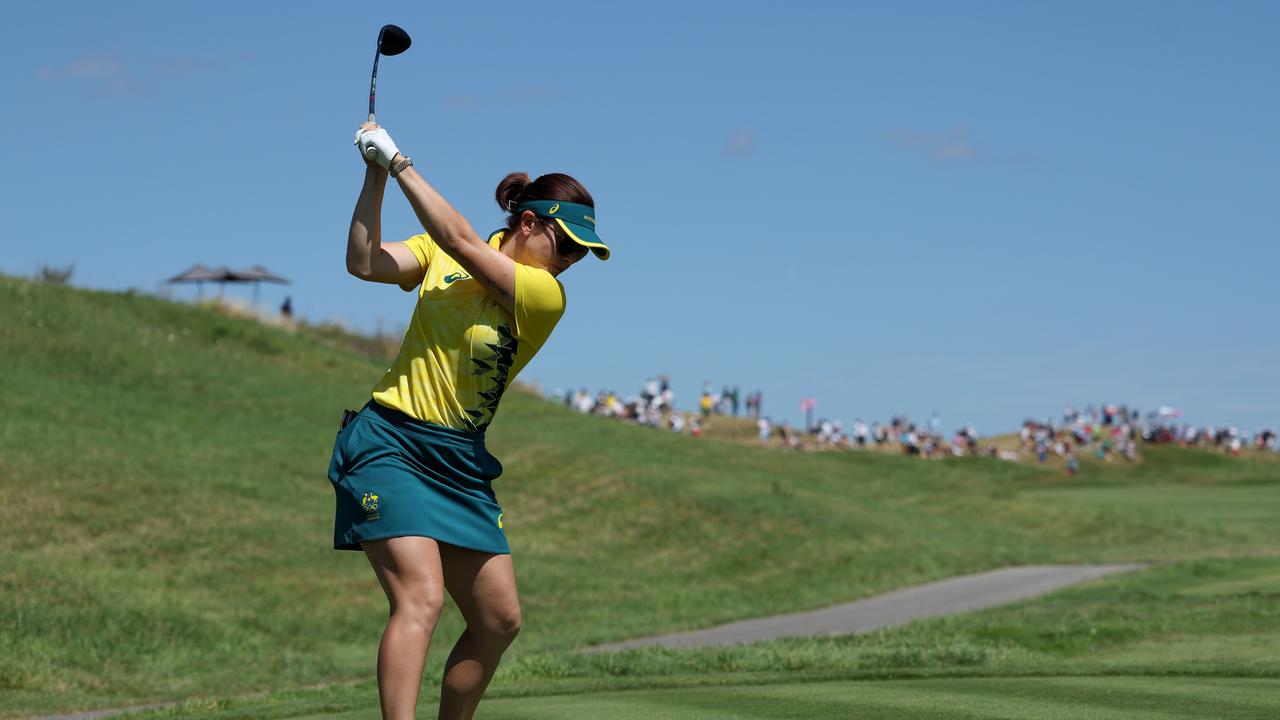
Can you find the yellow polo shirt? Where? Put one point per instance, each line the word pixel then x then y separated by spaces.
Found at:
pixel 461 349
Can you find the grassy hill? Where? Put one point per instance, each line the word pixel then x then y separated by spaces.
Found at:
pixel 167 531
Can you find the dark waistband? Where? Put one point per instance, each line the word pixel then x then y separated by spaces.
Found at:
pixel 402 422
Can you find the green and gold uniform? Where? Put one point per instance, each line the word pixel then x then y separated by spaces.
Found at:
pixel 414 461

Set task:
Write out all the material above again, replacing "Found at" with "Location" and leaving everything else unchanged. Omit the pictures.

Completed exercise:
Can you find the yellow polo shirt? Where? Put one point per instance, each line the word pixel then x then y separated by spaces.
Location:
pixel 461 349
Can you find the grassy hill? Where? Put one point per instance, each line the word pixel then x then y separated by spaces.
Location:
pixel 167 531
Can you find the dark waistband? Where? Put one point per instance, each line the word pixel then x then y separated by spaces.
Location:
pixel 402 422
Can you find the green and gold uniform? Where? Put one point per instance, each line the word pixel then x then y separated by spaces.
Location:
pixel 414 461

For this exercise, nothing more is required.